_TAREFA PROPOSTA A:_ Organize em lista numerada as linhas dos registros, começando na que contém "For a safety inspection report, we need the puppy's" e parando depois da que contém "325 105 345 179". Omita as linhas em branco.

_TEXTO DO DOCUMENTO:_
Não é, pois, de causar estranheza que se tenha dado o nome de Ascética à ciência que se ocupa dos esforços necessários para adquirir a perfeição cristã. Durante séculos, porém, o termo mais usado para designar tal ciência foi Mística, da mesma raiz grega[5] de mistério, misterioso, com significado de coisa oculta, secreta, e, no âmbito religioso, das coisas relacionadas aos segredos da perfeição espiritual.
A Mística pertence ao campo do que não pode ser dito, tanto em razão da incapacidade que a experiência humana ordinária é capaz de oferecer, quanto, ao fim, pela incapacidade da linguagem igualmente humana diante daquilo que a transcende.
A via mística envolve uma compreensão da vida e do mundo como um todo, numa apreensão mais elevada da realidade, à parte (santa, santificada) dela mesma[6], algo que só se torna possível quando as barreiras criadas pelos limites dos condicionamentos ordinários são derrubados. Alcançá-lo pressupõe a busca insistente e um diligentíssimo treinamento, a tal nível que fariam tremer o mais poderoso dos gladiadores, mas também uma sutileza e uma leveza de modos que a este confundiriam. Pois os que anseiam pelo Senhor devem saber que o seu caminho é tão estreito que poucos se atrevem a enveredar por ele, mas, ao mesmo tempo, seu fardo é leve e o seu jugo é suave. Mistério da Fé. E justamente o que há de misterioso na existência da vida e no Universo que nos rodeia é onde mais fortemente o tecido da realidade se fundamenta, porque lhe confere sentido. É destas coisas que se trata esta parte de nossa formação.
Concluindo o tema da nomenclatura teológica aplicada ao objeto de nossos estudos, importa citar, por fim, que houve um tempo em que ambas as palavras foram empregadas com o mesmo sentido, “mas prevaleceu o uso de reservar o nome Ascética à parte da ciência espiritual que trata dos primeiros graus da perfeição até ao limiar da contemplação, e o nome de Mística à que se ocupa da contemplação e da via unitiva”[7].
Resumidamente, o que importa de início é saber que nossos estudos aqui se ocuparão da ciência da perfeição cristã: eis o seu destacado lugar no plano geral da Teologia.
2| O seu lugar na Teologia
Santo Tomás fez compreender com excelência a unidade orgânica da Teologia, ao dividir sua Suma em três partes: 1) na primeira, tratou de Deus como Primeiro Princípio, na Unidade da sua Natureza, na Trindade das suas Pessoas, e nas obras que criou, conserva e governa pela sua Providência. 2) Na segunda, ocupou-se de como Deus Último Fim, para Quem devem tender as almas, orientando para Ele suas ações sob a direção da Lei e o impulso da Graça, praticando as virtudes teologais e morais e os deveres particulares de cada estado. 3) Na terceira, contemplou o Verbo Encarnado fazendo-se Via para Deus e instituindo os Sacramentos que comunicam a Graça, a fim de nos conduzir à vida eterna.
Neste plano, a Teologia Ascética e Mística está em conexão com a segunda parte da Suma, mas sem deixar de se apoiar nas outras duas.
Sempre em harmonia com a sua unidade orgânica, no correr do seu desenvolvimento, a Teologia se dividiu em três partes: a Dogmática, a Moral e a Ascética.

_DADOS DO EXERCÍCIO:_
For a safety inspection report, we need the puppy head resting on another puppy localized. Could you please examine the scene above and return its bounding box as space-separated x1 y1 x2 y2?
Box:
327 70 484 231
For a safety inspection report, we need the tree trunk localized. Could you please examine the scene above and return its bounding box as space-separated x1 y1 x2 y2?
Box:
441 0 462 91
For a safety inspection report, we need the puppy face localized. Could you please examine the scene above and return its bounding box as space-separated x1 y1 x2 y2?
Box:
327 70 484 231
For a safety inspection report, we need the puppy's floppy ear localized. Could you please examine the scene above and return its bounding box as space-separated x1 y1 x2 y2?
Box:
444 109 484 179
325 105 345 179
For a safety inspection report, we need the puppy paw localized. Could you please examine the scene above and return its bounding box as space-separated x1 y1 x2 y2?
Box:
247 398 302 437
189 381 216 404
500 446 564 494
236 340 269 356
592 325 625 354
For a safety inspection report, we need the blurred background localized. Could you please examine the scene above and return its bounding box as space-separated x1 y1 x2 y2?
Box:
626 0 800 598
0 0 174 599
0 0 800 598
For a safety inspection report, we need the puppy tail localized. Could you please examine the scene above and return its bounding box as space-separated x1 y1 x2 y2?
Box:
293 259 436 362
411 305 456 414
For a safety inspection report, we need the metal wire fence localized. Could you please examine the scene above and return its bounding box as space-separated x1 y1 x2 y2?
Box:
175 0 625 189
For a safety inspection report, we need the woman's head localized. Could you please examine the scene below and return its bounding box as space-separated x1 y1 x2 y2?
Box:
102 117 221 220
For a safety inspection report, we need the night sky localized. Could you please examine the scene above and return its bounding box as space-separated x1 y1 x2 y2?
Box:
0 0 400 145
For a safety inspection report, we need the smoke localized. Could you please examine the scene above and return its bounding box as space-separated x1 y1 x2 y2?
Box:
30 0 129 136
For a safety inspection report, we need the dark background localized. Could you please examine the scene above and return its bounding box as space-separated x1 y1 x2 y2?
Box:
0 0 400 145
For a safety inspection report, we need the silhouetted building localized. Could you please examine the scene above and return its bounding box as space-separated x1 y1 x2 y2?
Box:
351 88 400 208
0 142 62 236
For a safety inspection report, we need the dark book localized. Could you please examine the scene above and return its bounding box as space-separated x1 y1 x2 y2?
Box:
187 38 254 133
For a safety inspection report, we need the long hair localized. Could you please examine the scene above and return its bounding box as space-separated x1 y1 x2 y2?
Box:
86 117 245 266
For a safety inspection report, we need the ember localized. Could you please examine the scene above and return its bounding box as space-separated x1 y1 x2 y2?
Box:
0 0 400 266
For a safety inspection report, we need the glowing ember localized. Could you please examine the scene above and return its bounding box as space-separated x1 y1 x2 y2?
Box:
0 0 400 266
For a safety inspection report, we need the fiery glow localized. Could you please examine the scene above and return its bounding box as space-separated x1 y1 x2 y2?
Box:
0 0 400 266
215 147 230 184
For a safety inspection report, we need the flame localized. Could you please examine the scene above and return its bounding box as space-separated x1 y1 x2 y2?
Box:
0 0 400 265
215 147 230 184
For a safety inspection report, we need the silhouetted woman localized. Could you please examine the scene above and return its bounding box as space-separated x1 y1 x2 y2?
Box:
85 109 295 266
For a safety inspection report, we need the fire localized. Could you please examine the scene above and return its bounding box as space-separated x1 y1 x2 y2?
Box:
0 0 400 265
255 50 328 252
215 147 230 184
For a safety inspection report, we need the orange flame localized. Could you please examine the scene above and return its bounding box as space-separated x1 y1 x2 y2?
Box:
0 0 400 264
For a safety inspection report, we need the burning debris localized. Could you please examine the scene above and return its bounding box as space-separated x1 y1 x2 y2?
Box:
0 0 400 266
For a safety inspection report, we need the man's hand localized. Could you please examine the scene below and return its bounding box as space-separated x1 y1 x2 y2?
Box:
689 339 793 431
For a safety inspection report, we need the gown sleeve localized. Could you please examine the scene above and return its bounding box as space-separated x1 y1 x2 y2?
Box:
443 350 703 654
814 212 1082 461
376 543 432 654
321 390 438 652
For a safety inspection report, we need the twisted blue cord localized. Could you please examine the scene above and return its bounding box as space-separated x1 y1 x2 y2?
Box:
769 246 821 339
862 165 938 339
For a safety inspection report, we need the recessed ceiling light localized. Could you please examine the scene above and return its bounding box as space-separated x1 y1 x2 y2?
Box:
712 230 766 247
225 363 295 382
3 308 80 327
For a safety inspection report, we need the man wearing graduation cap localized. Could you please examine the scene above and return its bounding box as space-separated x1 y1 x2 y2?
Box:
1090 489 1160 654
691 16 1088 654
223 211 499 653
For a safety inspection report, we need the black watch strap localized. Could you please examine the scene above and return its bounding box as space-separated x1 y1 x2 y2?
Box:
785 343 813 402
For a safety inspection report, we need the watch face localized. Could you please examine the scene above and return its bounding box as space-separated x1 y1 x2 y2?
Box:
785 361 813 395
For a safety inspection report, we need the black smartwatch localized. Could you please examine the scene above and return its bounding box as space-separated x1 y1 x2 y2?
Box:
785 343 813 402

_TAREFA PROPOSTA B:_ Segundo o texto sobre teologia ascética e mística, em quais partes a Teologia se dividiu no correr do seu desenvolvimento? Liste todas.

_SOLUÇÃO A:_
1. For a safety inspection report, we need the puppy's floppy ear localized. Could you please examine the scene above and return its bounding box as space-separated x1 y1 x2 y2?
2. Box:
3. 444 109 484 179
4. 325 105 345 179

_SOLUÇÃO B:_ Dogmática, Moral e Ascética.